**Brief 1**
In the email exchange about the MOQ, which two moral issues does Glenn name as showing the conflict?

**Selected extract**
Hi Glenn:
Thanks for your challenging reply. Indeed, your skepticism of the
MOQ is healthy. I’m glad to see it .
GLENN:
Discussions on moq.org have stressed this important aspect as
a caveat (that the social level supports the intellectual level).
Frankly, Pirsig doesn’t stress it all that much. He’s more
interested in putting the social level in submission to the
intellectual level, which is in direct conflict with this important
caveat. (Parens added.)
PH:
If you are saying Pirsig is anti-religion and pro-science and pro-
individualism I agree. But, just as a safe environment underlies
our well-being, so a healthy social level supports intellectual
freedom. I think Pirsig stresses the point well enough.
GLENN:
The resolution to this conflict requires another moral decision, for
which the MOQ gives no guidance. The most difficult moral issues
of our time, like abortion and gun control, exhibit this very conflict.
And we’re right back where we started.

**Brief 2**
Filter the entries below, keeping only the lines that contain the word "parking", and copy each of them.

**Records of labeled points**
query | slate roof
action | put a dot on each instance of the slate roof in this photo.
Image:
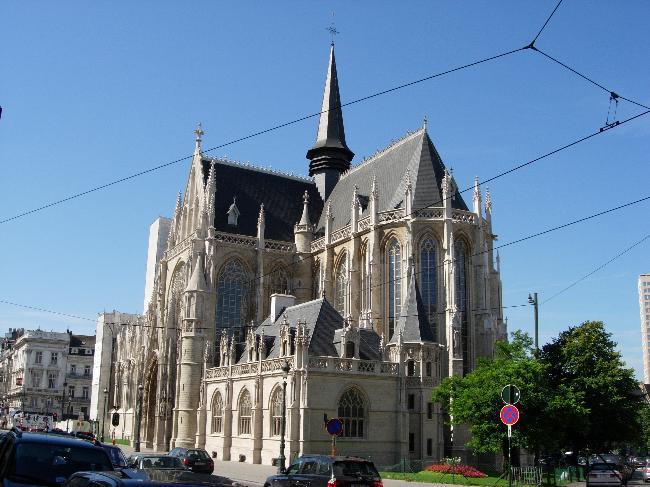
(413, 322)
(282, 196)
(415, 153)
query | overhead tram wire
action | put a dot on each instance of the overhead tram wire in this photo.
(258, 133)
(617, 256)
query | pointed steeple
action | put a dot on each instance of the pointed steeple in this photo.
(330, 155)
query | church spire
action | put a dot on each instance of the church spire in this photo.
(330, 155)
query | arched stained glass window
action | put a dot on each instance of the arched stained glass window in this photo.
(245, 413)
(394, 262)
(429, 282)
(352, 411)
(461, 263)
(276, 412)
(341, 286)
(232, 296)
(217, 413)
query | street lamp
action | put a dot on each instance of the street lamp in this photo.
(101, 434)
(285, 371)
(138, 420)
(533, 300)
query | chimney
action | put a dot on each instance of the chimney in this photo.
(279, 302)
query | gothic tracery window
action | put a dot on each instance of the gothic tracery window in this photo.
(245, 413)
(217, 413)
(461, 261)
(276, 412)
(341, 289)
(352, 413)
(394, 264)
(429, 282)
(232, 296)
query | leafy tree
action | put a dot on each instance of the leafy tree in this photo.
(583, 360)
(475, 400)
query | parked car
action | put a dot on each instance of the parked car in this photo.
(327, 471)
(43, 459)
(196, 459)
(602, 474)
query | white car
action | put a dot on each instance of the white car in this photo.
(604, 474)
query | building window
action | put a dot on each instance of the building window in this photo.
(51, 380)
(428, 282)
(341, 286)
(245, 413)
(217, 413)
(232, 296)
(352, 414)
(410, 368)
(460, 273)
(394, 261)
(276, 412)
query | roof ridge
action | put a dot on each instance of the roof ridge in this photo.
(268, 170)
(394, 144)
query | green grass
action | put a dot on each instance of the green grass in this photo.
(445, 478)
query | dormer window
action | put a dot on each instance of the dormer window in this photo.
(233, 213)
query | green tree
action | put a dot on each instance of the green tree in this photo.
==
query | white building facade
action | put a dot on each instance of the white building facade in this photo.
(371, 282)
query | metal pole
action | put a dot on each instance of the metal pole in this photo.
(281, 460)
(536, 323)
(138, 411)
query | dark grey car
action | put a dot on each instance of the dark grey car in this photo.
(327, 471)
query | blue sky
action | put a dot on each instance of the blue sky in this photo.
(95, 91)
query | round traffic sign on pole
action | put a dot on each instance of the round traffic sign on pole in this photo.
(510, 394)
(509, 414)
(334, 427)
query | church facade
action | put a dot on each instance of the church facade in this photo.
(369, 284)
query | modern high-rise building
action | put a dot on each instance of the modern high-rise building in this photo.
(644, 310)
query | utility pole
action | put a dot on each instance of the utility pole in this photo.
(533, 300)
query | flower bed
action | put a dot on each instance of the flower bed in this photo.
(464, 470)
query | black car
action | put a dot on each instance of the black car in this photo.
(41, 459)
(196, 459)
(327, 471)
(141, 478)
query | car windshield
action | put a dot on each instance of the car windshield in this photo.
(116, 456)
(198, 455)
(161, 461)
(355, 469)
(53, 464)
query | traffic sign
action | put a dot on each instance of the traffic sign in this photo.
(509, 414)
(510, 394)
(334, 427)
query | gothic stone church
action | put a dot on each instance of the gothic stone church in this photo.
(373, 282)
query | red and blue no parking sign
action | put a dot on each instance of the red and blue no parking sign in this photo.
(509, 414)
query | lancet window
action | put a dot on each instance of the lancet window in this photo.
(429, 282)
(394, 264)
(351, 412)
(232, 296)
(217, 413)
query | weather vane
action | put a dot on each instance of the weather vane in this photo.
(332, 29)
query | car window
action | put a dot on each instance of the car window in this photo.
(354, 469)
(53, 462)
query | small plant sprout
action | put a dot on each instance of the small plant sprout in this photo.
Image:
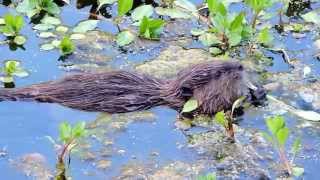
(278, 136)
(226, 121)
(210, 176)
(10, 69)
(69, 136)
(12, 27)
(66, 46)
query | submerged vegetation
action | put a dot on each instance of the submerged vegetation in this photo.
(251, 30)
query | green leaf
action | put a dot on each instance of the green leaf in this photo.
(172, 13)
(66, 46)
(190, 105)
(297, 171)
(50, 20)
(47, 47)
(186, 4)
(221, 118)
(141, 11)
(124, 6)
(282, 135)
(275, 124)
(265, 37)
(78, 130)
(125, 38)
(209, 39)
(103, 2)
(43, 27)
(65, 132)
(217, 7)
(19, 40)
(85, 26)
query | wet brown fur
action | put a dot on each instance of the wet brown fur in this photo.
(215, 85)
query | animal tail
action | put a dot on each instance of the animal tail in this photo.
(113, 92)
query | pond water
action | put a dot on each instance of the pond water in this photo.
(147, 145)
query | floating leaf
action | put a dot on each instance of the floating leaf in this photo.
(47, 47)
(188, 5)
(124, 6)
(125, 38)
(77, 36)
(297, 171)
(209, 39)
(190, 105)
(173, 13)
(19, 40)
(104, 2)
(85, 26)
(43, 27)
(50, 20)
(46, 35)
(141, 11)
---
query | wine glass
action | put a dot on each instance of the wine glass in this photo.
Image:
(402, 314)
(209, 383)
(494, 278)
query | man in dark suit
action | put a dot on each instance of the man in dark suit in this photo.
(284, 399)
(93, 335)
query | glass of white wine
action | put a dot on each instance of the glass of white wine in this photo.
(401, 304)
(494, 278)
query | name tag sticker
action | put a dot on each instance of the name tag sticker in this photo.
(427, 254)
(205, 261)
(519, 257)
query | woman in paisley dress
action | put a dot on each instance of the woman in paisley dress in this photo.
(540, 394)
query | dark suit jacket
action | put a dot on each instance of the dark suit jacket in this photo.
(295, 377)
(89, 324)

**Full output 1**
Abortion and gun control.

**Full output 2**
query | red and blue no parking sign
action | put a dot on each instance of the red and blue no parking sign in this photo.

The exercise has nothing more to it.